## Task description:
Carry on the article about Grace Tabor from the point where it ends.

## Passage:
■ ■ ■ ■ ■ ■ ■

- Born: March 24, 1874 Cuba, New York
- Died: October 15, 1971 (aged 97)
- Resting place: Huntington, New York
- Occupations: landscape architect, writer
- Writing career
- Years active: 1905-1951
- Subject: gardening
- Notable works: The Landscape Gardening Book (1911), Come into the Garden (1921)

= Grace Tabor =

American landscape architect and author

Ina Grace Tabor (24 March 1874 – 15 October 1971) was an American landscape architect, designer, writer, and editor. She was one of the first women to identify herself professionally as a landscape architect. She is best known as the author on the subjects of landscape design and horticulture. She is the author of ten garden books, most of which were published between 1910 and 1921.

== Personal life and education ==
Grace Tabor was born on 24 March 1874 in Cuba, New York. She studied at the Arts Students League and the New York School of Applied Design for Women both in New York. Tabor acquired her horticultural training at Harvard University's Arnold Arboretum. In 1905, Tabor began writing and drawing plans for such publications as The Garden Magazine and Country Life. She became associate editor of The Garden Magazine (later The American Home); Assistant to the Director, New York State School of Applied Agriculture on Long Island.

Tabor spent most of her adult life in the New York City area. Upon retiring, she moved to south, residing in various states.

== Work ==
In 1914-1915 Tabor started to practice landscape architecture privately, principally around New York City. She preferred to design gardens for people of average income rather than for the wealthy. As a result, her gardens were not recorded in publications as extensively as more extravagant landscapes. Because of this professional background the National War Garden Commission sent her on a promotional lecture tour during World War I in the interest of food production in War Gardens. After World War I she was made chairman of the Agricultural Section of Miss Anne Morgan's Committee for devastated France and served in this capacity during the Committee's existence.

In 1920 Tabor wrote a book Come into the Garden where she talked about the overuse of evergreens, encouraging gardeners to not only deliberately design their spaces but also add something more than shrubs and evergreens, for example, daffordills and phlox flowers.

■ ■ ■ ■ ■ ■ ■

(Records)
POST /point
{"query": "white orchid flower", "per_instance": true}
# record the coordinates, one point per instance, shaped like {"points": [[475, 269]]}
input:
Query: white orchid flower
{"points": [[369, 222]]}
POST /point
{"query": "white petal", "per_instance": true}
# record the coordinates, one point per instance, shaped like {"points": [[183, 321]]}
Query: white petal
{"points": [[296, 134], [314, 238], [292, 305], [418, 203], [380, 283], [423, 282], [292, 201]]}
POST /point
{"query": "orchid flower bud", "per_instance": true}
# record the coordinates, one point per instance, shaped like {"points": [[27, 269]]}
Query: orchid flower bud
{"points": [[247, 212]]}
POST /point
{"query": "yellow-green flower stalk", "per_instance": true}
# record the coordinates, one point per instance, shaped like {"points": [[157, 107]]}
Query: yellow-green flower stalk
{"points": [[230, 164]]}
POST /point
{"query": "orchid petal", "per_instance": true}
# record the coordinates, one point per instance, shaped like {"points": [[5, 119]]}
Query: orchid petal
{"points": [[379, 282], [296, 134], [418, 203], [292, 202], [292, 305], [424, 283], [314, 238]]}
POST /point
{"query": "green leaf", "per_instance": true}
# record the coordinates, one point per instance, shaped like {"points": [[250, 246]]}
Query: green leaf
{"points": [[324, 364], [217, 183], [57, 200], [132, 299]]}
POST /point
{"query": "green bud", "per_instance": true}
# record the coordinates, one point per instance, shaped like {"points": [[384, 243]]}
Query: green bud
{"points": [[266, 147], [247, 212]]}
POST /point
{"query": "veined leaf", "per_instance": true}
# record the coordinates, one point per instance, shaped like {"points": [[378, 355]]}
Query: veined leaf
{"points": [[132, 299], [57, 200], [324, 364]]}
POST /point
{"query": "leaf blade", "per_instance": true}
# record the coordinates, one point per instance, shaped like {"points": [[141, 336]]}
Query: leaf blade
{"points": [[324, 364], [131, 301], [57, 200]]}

■ ■ ■ ■ ■ ■ ■

## Exercise output:
In 1923 Tabor as a landscape architect was asked by the Woman’s Home Companion magazine to establish a Garden Department in this magazine and to work part-time as its editor. She began a garden column for the magazine that ran until 1941. Through the Woman’s Home Companion, which was at the time among the most influential women’s magazines in the country, Tabor reached a wide audience. She contrasted the old and new styles of gardening with a graphic rendering of a landscape before and after renovations, labeling the “before” illustration as a “mistake in landscaping”. Writing for Woman’s Home Companion Gabor was considered the doyenne of a cluster of female advice-givers on the subject.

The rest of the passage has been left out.